-- Try it --
Type out the data again, word for word and in full.

-- Provided records --
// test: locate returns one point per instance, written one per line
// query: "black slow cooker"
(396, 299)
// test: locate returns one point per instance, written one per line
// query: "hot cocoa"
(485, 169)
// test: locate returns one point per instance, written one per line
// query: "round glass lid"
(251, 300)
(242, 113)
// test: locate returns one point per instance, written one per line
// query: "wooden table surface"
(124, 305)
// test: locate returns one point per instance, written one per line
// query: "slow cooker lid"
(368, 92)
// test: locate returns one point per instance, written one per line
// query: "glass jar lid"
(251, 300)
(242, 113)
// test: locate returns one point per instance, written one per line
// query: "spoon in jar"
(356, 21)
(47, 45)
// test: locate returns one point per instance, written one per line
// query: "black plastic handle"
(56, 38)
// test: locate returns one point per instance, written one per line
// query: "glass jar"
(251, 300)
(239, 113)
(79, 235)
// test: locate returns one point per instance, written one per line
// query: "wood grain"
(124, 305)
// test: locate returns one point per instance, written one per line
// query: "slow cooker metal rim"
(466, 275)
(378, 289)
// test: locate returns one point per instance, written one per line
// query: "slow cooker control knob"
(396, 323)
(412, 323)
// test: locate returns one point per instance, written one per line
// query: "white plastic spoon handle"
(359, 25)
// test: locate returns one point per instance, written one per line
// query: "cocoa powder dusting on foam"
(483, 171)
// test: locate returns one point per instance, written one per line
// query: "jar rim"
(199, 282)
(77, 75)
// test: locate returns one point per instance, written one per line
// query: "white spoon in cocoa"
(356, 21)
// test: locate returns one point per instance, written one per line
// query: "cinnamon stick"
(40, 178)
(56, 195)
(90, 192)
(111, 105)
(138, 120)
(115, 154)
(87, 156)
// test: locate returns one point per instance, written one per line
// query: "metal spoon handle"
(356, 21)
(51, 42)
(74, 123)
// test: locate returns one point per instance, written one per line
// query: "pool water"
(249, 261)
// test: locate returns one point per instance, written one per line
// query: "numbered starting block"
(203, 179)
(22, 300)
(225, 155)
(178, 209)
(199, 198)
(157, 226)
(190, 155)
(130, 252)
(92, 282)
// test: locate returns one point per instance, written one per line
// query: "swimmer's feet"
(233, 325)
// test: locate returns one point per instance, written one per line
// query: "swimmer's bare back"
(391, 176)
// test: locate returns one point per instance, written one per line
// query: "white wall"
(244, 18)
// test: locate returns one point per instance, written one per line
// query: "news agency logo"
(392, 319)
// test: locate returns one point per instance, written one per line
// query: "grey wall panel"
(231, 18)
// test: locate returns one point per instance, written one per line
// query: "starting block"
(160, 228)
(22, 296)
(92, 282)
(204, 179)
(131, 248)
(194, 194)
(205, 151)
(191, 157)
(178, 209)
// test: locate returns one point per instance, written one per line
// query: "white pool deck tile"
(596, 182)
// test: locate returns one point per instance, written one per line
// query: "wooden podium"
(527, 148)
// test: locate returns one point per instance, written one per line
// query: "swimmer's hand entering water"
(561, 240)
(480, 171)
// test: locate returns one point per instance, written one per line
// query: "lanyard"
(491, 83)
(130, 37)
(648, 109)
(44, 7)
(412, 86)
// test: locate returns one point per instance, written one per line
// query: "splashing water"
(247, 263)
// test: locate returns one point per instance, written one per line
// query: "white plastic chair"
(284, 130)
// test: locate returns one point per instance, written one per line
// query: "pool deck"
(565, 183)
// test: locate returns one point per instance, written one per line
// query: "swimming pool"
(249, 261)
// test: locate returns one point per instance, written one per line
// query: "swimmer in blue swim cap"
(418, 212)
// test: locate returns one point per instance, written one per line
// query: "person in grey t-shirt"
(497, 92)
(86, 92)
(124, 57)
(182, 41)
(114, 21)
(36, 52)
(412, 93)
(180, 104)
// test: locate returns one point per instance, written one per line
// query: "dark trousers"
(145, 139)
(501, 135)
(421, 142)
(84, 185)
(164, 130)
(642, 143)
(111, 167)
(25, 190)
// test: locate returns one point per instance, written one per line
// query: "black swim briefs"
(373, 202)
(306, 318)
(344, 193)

-- Reply --
// test: locate returns one point per instance, written one per line
// query: "black slow cooker"
(396, 299)
// test: locate returns one point per instance, written one per line
// query: "hot cocoa"
(485, 169)
// test: locate returns one point per instance, written one per line
// query: "round glass lid"
(251, 300)
(242, 113)
// test: locate returns one point per instance, written one per line
// query: "wooden table surface"
(124, 305)
// test: locate returns one point per instance, written one per line
// query: "slow cooker lid"
(368, 92)
// test: locate returns one point per instance, written one per line
// query: "glass jar lid"
(251, 300)
(242, 113)
// test: locate returns one point per instance, written one per line
// query: "spoon in jar"
(356, 21)
(47, 45)
// test: locate returns one point per instance, written one per line
// query: "black plastic handle"
(56, 38)
// test: locate returns one point per instance, written one per line
// query: "glass jar"
(251, 300)
(239, 113)
(79, 235)
// test: locate returns one point per instance, written one per line
// query: "wood grain"
(124, 305)
// test: locate returns one point per instance, written one per line
// query: "slow cooker metal rim"
(466, 275)
(378, 289)
// test: locate returns one point per instance, written one per line
// query: "slow cooker control knob"
(396, 323)
(412, 323)
// test: locate returns one point per instance, written one per line
// query: "white plastic spoon handle"
(359, 25)
// test: locate returns one point per instance, written one per line
// query: "cocoa powder dusting on foam"
(483, 171)
// test: locate returns one point per instance, written one per line
// query: "jar rim"
(199, 282)
(77, 75)
// test: locate returns one point per instance, written one per line
// query: "white spoon in cocoa"
(356, 21)
// test: locate returns one point per instance, written one per line
// query: "cinnamon stick"
(40, 178)
(56, 195)
(90, 192)
(111, 105)
(138, 120)
(115, 154)
(87, 156)
// test: locate returns one point per instance, written one per line
// query: "metal spoon handle"
(356, 21)
(51, 42)
(74, 123)
// test: locate returns one point per instance, written one per line
// query: "pool water"
(249, 261)
// test: locate returns one point per instance, written one per line
// query: "numbered starting block"
(203, 179)
(22, 300)
(225, 155)
(178, 209)
(199, 198)
(157, 226)
(190, 155)
(130, 252)
(92, 282)
// test: locate returns one point per instance, written one per line
// query: "swimmer's feet"
(233, 325)
// test: locate returns one point per instance, written one per line
// query: "swimmer's bare back"
(391, 176)
// test: locate returns one point per instance, written one per line
// query: "white wall"
(244, 18)
// test: locate returns one point per instance, written one per line
// query: "news agency logo"
(392, 319)
// test: locate returns one point per instance, written one per line
// query: "grey wall panel"
(231, 18)
// test: locate returns one point per instance, written one per line
// query: "starting block"
(160, 228)
(22, 296)
(92, 282)
(204, 179)
(131, 248)
(194, 194)
(205, 151)
(191, 157)
(178, 209)
// test: locate returns one point per instance, written one per line
// query: "white pool deck tile"
(596, 182)
// test: locate returns one point per instance, written one per line
// query: "wooden podium"
(527, 148)
// test: locate returns one point per instance, written one per line
// query: "swimmer's hand entering water"
(561, 240)
(480, 171)
// test: locate returns one point per instance, written one per line
// query: "lanyard"
(491, 83)
(130, 37)
(648, 109)
(44, 7)
(412, 86)
// test: locate returns one point per instance, written one per line
// query: "splashing water"
(247, 263)
// test: locate returns one point per instance, written one per line
// query: "white plastic chair"
(284, 130)
// test: locate returns one point per instance, written one per line
// query: "pool deck"
(565, 183)
// test: locate returns one point per instance, written one per line
// query: "swimming pool"
(249, 261)
// test: locate returns one point per instance, written one per line
// query: "swimmer in blue swim cap"
(418, 212)
// test: locate returns one point per instance, written one per line
// query: "person in grey t-shirt"
(497, 92)
(86, 92)
(124, 57)
(182, 41)
(114, 21)
(36, 52)
(412, 93)
(180, 104)
// test: locate returns one point per instance, written one per line
// query: "dark trousers"
(145, 139)
(501, 135)
(421, 142)
(84, 185)
(164, 130)
(642, 143)
(111, 167)
(25, 190)
// test: locate returns one point per instance, written one per line
// query: "black swim briefs"
(373, 202)
(306, 318)
(344, 193)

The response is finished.